Work instructions:
Lines before the one containing "Provide the location of every instance of the spiral" are left out; that line and all after it, through the end of the records, must be transcribed exactly.

>>>

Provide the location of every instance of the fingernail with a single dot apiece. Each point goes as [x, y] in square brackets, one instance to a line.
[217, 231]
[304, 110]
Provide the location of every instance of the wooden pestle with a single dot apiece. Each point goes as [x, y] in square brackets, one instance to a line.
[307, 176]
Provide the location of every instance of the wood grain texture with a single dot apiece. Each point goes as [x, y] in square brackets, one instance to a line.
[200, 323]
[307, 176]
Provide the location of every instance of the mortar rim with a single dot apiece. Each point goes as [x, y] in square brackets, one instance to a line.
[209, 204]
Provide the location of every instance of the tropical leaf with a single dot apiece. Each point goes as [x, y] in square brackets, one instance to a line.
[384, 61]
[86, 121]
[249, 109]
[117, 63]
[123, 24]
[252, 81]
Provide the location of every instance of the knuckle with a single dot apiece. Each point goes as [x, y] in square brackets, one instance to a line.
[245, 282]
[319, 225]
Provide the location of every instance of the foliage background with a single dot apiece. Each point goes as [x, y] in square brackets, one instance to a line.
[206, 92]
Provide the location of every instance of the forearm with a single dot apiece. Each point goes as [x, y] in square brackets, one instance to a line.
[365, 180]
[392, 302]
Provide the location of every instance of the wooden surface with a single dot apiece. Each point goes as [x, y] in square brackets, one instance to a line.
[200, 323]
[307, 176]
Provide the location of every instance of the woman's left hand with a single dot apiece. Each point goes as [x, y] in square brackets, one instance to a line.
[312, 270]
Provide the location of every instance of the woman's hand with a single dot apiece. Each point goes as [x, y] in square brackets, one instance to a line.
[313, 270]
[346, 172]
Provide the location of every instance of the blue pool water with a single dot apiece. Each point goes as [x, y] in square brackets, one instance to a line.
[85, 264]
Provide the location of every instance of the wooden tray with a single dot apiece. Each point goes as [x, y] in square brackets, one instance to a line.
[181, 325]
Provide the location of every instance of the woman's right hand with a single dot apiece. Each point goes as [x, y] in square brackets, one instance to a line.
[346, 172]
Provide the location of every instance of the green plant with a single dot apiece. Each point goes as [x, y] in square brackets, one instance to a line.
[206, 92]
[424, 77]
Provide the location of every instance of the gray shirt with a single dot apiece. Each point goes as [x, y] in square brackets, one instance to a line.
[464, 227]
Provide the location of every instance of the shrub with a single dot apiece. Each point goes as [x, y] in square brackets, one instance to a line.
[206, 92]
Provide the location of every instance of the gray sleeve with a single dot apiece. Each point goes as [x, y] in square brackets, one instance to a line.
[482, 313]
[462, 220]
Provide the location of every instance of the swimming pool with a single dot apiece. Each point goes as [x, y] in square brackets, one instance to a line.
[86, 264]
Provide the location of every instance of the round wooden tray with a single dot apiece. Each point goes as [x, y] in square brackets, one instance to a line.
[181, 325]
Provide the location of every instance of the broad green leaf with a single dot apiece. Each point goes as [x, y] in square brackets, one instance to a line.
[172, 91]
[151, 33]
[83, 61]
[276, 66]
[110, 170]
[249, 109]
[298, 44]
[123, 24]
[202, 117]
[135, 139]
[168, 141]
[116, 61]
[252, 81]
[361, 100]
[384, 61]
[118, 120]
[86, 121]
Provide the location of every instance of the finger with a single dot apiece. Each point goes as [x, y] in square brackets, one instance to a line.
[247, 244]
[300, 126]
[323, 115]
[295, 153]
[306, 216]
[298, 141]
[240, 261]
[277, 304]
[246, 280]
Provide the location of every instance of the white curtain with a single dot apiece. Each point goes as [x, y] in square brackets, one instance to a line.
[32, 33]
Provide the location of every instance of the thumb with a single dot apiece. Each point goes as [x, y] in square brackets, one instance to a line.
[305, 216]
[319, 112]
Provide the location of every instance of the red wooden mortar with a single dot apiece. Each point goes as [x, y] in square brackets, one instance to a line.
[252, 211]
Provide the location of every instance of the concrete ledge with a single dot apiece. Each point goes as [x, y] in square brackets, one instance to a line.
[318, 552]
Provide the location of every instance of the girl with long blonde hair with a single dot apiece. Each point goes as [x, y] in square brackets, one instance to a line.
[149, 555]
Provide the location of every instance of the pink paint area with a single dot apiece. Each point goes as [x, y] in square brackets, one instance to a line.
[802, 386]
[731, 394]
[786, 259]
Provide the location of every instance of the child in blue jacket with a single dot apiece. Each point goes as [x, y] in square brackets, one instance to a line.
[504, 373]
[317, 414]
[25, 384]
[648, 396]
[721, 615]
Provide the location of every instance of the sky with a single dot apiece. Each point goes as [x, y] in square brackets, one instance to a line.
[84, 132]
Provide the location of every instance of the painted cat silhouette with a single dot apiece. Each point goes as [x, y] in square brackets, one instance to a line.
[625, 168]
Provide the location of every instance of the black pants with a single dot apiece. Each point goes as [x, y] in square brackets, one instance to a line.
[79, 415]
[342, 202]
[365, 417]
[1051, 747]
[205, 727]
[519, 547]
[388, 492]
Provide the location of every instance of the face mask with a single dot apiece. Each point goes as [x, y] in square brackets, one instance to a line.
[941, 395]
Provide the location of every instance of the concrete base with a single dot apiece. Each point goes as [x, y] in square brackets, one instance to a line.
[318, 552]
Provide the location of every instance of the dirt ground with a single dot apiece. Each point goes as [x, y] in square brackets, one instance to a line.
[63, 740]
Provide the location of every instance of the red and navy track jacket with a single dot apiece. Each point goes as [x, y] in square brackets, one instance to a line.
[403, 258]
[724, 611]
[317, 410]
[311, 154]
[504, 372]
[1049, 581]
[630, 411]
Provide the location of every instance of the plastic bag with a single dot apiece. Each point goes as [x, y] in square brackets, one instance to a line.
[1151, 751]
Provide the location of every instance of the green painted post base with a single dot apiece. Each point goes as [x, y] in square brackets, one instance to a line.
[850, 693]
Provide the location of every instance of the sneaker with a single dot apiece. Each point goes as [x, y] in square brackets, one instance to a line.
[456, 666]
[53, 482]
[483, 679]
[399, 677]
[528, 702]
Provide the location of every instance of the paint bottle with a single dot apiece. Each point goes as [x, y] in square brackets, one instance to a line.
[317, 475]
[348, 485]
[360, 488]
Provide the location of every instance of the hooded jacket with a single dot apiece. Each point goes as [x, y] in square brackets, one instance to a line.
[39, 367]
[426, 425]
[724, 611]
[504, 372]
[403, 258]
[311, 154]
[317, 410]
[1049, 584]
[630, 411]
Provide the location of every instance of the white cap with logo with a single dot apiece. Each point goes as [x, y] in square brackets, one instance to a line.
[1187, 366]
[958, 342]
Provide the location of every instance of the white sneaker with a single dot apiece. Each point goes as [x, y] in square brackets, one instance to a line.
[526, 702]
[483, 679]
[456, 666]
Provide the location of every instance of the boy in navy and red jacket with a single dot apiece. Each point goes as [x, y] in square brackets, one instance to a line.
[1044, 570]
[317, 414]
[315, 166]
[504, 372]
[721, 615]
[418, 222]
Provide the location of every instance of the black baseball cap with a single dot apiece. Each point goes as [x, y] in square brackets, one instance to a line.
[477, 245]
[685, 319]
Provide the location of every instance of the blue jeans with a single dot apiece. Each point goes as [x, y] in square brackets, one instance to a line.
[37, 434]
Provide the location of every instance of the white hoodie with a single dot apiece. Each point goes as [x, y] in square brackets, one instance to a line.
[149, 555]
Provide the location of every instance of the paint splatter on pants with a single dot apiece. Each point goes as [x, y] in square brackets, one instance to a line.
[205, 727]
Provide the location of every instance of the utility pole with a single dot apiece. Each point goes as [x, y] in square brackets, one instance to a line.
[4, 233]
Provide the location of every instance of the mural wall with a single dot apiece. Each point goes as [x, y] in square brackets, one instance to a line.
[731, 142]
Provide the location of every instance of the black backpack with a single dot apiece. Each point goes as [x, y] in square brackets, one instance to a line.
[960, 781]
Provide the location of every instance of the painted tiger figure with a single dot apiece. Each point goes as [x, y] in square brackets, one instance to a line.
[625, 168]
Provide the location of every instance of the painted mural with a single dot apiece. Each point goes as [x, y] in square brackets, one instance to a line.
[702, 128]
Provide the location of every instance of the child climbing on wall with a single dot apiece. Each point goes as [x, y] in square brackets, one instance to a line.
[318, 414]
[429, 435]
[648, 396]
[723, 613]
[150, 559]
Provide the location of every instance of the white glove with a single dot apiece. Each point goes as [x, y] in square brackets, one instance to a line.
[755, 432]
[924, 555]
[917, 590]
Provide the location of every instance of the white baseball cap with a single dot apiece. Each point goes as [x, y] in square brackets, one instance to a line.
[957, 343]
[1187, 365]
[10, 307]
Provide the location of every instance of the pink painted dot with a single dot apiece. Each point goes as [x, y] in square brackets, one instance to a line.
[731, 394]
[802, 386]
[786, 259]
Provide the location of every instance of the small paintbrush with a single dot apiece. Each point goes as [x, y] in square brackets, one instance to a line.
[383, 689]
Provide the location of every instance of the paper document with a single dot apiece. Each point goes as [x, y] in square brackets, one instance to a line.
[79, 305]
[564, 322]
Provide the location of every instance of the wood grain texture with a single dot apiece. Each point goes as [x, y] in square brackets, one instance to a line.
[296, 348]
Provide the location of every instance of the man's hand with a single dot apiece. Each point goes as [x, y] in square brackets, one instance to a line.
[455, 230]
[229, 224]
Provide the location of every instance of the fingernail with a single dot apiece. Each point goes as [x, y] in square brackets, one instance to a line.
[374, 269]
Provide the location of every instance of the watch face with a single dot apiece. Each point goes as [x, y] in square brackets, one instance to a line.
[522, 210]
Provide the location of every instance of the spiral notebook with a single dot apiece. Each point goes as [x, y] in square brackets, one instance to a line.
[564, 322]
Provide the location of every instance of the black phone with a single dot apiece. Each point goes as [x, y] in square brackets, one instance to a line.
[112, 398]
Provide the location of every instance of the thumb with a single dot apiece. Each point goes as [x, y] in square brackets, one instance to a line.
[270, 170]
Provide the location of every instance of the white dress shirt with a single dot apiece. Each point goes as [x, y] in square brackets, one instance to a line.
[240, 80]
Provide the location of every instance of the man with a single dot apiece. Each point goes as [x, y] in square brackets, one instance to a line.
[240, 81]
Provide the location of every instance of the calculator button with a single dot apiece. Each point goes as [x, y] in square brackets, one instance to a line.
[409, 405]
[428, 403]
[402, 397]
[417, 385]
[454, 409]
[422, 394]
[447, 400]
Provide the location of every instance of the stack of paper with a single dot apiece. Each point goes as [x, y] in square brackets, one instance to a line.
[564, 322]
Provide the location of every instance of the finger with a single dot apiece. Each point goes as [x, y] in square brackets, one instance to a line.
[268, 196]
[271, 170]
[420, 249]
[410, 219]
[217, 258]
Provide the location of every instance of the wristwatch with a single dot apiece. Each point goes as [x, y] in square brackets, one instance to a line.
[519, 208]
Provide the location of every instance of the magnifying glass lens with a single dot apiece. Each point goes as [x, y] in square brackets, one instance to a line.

<<<

Answer section:
Provide the location of every instance of the spiral notebook with a single dot apiece. Each point goes as [x, y] in square brackets, one instance to a line.
[564, 322]
Provide the location of every instance of the black phone with a single dot apiece. Each point goes as [x, y] in square brackets, one instance to a line.
[112, 398]
Provide the location of every instance of the thumb with a single dot apiece. Each point goes as [x, y] in square brackets, one instance to a line.
[270, 170]
Provide the location of every instance of the white dress shirt with a single dot apiece. Each point goes as [x, y] in square brackets, one instance to a line.
[240, 80]
Provide the location of every instance of the man with a single dot apiece. Each point goes as [x, y] in square brackets, one instance to a line.
[240, 81]
Provide the location of every instance of the calculator button with a single dot apiece. Each point goes as [x, y] in square brackets, one instance to a line.
[409, 405]
[428, 403]
[402, 397]
[417, 385]
[454, 409]
[422, 394]
[447, 400]
Provide the location of every instance of the stack of paper with a single dot apiece. Each point goes as [x, y] in square brackets, one instance to a line.
[564, 322]
Provide the location of every instance of the finger with a single dot apiece. Each point goes as [x, y] in square brackets, one instance to a line.
[268, 196]
[271, 170]
[420, 249]
[410, 219]
[217, 258]
Provide the location of every instance of the wristwatch with a single dot apiece. Each point goes as [x, y] in square brackets, one instance to a line.
[519, 208]
Provide the location of every instance of the magnifying glass lens with a single dot apiece. Each point goes as [x, y] in square brackets, one instance to a line.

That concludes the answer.